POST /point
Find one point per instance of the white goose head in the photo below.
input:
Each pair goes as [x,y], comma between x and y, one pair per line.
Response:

* * *

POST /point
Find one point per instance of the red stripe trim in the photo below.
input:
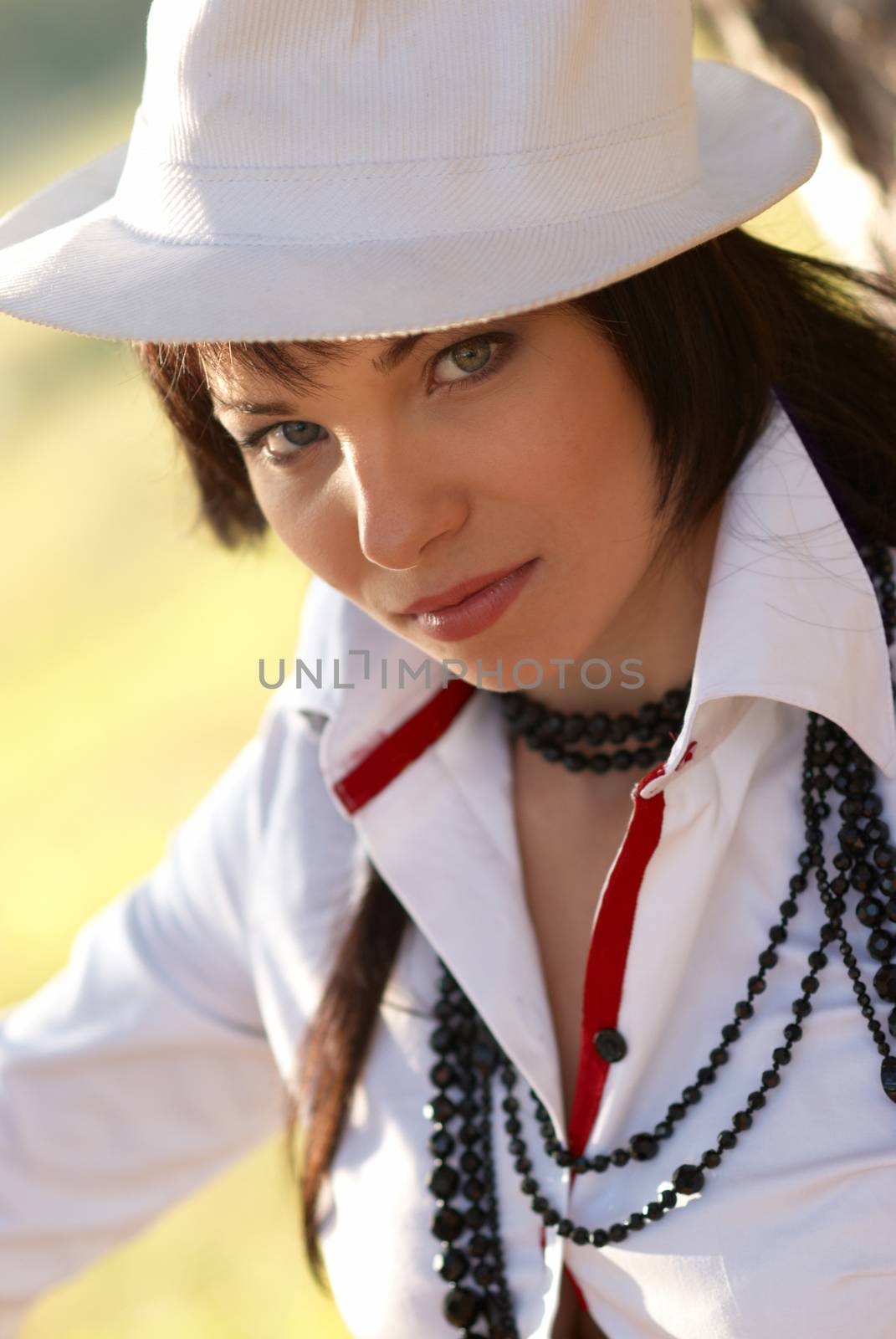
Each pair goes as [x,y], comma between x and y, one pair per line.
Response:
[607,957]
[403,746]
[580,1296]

**Problem:**
Counting every line of the records above that has the word "Find", state the total and give nothing besides it.

**Solution to this problem:**
2